Records contained in a dataset:
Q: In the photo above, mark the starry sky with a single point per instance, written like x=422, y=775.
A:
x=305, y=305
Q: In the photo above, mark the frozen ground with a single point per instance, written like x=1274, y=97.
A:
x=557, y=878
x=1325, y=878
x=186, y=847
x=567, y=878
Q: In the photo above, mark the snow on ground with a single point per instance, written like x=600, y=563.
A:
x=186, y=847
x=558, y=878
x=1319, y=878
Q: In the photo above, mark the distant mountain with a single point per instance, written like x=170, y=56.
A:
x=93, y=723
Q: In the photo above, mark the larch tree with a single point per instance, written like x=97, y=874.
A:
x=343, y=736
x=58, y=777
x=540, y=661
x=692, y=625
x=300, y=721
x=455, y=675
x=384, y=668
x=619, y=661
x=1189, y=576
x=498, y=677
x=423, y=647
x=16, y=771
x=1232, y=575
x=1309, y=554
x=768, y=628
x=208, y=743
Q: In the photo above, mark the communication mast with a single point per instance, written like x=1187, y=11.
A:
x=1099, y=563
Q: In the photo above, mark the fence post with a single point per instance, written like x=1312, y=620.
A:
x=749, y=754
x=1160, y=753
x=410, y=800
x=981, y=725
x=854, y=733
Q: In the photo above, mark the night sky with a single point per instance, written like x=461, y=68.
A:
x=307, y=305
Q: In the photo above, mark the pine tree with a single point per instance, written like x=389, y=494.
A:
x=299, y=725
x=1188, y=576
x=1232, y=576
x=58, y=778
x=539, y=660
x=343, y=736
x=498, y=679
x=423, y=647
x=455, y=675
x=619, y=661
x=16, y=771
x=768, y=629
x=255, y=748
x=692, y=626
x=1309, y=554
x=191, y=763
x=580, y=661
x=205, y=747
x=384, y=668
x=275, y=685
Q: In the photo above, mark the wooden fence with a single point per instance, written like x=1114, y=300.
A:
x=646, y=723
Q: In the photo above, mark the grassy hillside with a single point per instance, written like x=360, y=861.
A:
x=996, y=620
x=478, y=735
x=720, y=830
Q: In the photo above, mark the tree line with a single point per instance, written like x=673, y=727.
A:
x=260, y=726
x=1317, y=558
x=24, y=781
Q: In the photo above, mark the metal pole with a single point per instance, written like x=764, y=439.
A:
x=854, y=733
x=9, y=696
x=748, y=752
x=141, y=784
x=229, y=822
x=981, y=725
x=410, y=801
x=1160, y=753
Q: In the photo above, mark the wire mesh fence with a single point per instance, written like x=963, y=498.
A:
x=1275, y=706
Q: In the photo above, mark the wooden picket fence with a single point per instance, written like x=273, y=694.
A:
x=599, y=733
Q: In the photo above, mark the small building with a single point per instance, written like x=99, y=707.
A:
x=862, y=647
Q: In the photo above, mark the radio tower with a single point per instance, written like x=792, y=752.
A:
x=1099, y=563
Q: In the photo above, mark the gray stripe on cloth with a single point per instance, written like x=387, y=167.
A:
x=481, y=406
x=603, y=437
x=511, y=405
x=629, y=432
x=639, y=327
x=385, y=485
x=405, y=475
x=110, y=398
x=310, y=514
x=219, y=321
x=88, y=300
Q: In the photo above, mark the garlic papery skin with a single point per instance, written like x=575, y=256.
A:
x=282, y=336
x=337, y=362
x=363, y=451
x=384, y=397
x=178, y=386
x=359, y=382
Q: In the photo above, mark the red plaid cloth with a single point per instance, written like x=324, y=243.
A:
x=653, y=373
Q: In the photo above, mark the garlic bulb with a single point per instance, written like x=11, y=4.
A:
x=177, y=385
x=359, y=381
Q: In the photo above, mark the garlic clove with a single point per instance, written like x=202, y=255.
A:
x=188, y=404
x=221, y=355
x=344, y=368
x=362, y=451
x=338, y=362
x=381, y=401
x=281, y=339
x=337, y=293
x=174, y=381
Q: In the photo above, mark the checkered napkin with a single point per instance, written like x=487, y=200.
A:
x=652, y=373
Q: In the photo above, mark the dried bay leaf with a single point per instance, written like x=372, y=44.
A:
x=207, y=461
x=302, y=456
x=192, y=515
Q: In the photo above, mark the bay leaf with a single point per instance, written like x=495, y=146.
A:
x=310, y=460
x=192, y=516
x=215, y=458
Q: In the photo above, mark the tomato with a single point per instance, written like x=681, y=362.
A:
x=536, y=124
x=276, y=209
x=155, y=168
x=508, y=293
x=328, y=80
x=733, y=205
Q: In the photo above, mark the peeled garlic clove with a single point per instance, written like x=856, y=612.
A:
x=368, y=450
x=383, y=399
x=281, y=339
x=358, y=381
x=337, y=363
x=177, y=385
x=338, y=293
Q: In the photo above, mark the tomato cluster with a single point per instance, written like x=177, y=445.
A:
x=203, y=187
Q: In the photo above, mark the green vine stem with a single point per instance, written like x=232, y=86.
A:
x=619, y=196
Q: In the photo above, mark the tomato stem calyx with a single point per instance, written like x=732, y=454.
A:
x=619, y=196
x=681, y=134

* What you need to do:
Rescale the rows starting at the line that contains "Q: In the photo above, mark the wooden fence" and ending after the line that contains "x=646, y=723". Reproduce every line, leaving the requests and their format samples unchanged, but multiply each answer coordinate by 2 and round it to a whole number, with halves rounded up.

* Exercise response:
Q: In the photo above, mark the wooden fence with a single point per instance, written like x=1114, y=300.
A:
x=1292, y=1446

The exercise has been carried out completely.